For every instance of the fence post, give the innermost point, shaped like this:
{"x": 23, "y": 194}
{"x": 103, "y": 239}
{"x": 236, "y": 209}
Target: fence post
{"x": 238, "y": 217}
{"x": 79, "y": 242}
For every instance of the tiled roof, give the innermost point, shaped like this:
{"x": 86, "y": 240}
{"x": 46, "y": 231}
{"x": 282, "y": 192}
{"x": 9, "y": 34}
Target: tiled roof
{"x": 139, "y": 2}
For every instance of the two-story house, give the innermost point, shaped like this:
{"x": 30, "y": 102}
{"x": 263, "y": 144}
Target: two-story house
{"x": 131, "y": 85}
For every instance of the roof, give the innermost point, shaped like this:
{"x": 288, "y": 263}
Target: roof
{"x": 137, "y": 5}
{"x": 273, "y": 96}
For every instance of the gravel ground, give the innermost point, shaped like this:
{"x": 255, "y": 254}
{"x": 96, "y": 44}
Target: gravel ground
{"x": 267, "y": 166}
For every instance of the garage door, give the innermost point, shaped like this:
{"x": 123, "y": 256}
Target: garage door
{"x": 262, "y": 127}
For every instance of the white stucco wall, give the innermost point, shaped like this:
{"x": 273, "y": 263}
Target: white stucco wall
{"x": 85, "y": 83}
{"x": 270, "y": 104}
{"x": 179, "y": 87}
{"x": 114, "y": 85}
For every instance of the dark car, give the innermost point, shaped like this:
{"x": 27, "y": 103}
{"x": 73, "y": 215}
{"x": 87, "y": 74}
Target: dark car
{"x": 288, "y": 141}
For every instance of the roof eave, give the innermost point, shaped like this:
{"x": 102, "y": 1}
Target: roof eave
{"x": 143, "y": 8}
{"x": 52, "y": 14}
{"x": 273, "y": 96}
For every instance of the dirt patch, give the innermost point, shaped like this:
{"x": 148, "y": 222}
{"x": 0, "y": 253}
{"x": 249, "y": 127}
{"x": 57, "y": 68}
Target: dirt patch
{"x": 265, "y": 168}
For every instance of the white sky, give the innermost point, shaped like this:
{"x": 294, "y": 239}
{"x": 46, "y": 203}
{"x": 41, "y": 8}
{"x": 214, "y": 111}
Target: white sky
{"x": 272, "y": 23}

________________

**Challenge:** Reproduce all of the material above line for line, without changing any character.

**Answer below:**
For every instance of the fence post, give the innermost point, shaped like this:
{"x": 23, "y": 194}
{"x": 103, "y": 239}
{"x": 236, "y": 209}
Target: fence post
{"x": 238, "y": 217}
{"x": 79, "y": 242}
For every instance of the tiled roof, give the innermost point, shaped like this:
{"x": 86, "y": 240}
{"x": 46, "y": 231}
{"x": 282, "y": 192}
{"x": 9, "y": 34}
Target: tiled roof
{"x": 139, "y": 2}
For every instance of the two-story house, give the innermost point, shaped like this:
{"x": 30, "y": 102}
{"x": 263, "y": 144}
Target: two-story house
{"x": 131, "y": 85}
For every instance of the roof, give the innermost point, shaped like this:
{"x": 288, "y": 263}
Target: roof
{"x": 137, "y": 5}
{"x": 273, "y": 96}
For every instance of the gravel ground, give the innermost point, shaped like this:
{"x": 255, "y": 254}
{"x": 96, "y": 44}
Target: gravel ground
{"x": 267, "y": 166}
For every instance of the garage door, give the innermost point, shaped like this:
{"x": 123, "y": 256}
Target: garage door
{"x": 262, "y": 127}
For every instance of the white stucco wall, give the innermost point, shaped like this:
{"x": 273, "y": 263}
Target: white stucco wall
{"x": 85, "y": 83}
{"x": 270, "y": 104}
{"x": 179, "y": 87}
{"x": 114, "y": 85}
For every instance of the dark car, give the innermost point, shaped like this:
{"x": 27, "y": 103}
{"x": 73, "y": 215}
{"x": 87, "y": 74}
Target: dark car
{"x": 288, "y": 141}
For every instance of the roof eave, give the innermost point, shaped like this:
{"x": 102, "y": 1}
Target: roof eave
{"x": 143, "y": 8}
{"x": 52, "y": 14}
{"x": 273, "y": 96}
For every instance of the dirt patch, give the innermost point, shaped like this:
{"x": 148, "y": 222}
{"x": 0, "y": 253}
{"x": 249, "y": 127}
{"x": 57, "y": 68}
Target: dirt patch
{"x": 265, "y": 168}
For every instance of the white sky, give the innermost point, shaped like this:
{"x": 294, "y": 239}
{"x": 46, "y": 203}
{"x": 41, "y": 8}
{"x": 214, "y": 111}
Target: white sky
{"x": 272, "y": 23}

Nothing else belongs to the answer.